TEXT TO READ:
NAT Traversal Design
Status: Design Phase (MVC Week 3-4) Priority: Tier 1 Gap #2 - Blocking pilot deployment
Problem Statement
Real cooperatives operate behind NAT/firewalls (home routers, corporate networks). Current ICN requires:
- Manually configured port forwarding, OR
- Nodes with public IP addresses
This is unacceptable for production deployment. Members cannot be expected to configure their routers.
Success Criteria
- ✅ Members behind home routers connect without port forwarding
- ✅ Two NAT-ed nodes can establish direct connection (hole punching)
- ✅ Relay fallback when direct connection fails (symmetric NAT, strict firewalls)
- ✅ No degradation of security (all traffic still authenticated + encrypted)
- ✅ Minimal latency overhead (<100ms added for STUN discovery)
Architecture Overview
Three-Tier Connection Strategy
1. Direct Connection (preferred)
└─ Public IP nodes connect directly via QUIC
2. STUN Hole Punching (most NAT scenarios)
├─ Query STUN server for public IP/port
├─ Exchange connection info via gossip
└─ Simultaneous hole punch to establish direct QUIC
3. TURN Relay (fallback for symmetric NAT)
├─ Route traffic through trusted relay node
└─ Still end-to-end encrypted (QUIC)
Integration with Existing Architecture
ICN uses Quinn (Rust QUIC library), which makes NAT traversal straightforward:
Key Insight: QUIC's header design allows multiplexing STUN and QUIC on the same UDP socket. Quinn endpoints expose the underlying UDP socket for this exact use case.
Technical Design
1. STUN Client Integration
Crate: Use stun-rs (supports STUN + TURN + ICE attributes per RFC8445/RFC8656)
Responsibility: Discover public IP/port for a node behind NAT
// icn-net/src/stun.rs
use stun_rs::MessageClass;
pub struct StunClient {
server_addr: SocketAddr, // e.g., stun.l.google.com:19302
}
impl StunClient {
/// Discover public IP/port by querying STUN server
pub async fn discover_public_endpoint(
&self,
local_socket: &UdpSocket,
) -> Result<SocketAddr> {
// Send STUN Binding Request
let request = Message::new(MessageClass::Request(BINDING));
send_to_stun_server(local_socket, &request, self.server_addr).await?;
// Receive STUN Binding Response
let response = receive_from_stun_server(local_socket).await?;
let public_addr = extract_mapped_address(&response)?;
Ok(public_addr)

GIVEN MATERIAL:
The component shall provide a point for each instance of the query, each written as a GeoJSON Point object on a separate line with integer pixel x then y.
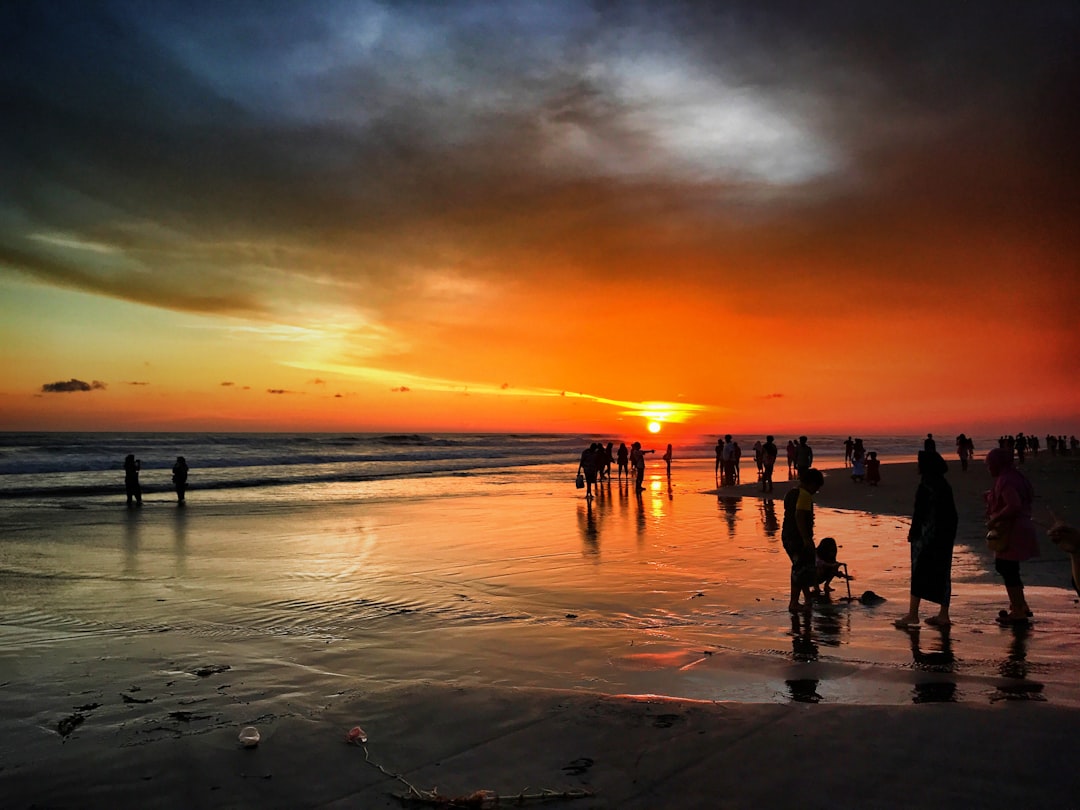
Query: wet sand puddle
{"type": "Point", "coordinates": [675, 593]}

EXERCISE GOAL: Could you write out everything in the NAT traversal design above, from "- ✅ Relay fallback" down to "authenticated + encrypted)", copied word for word?

WRITTEN SOLUTION:
- ✅ Relay fallback when direct connection fails (symmetric NAT, strict firewalls)
- ✅ No degradation of security (all traffic still authenticated + encrypted)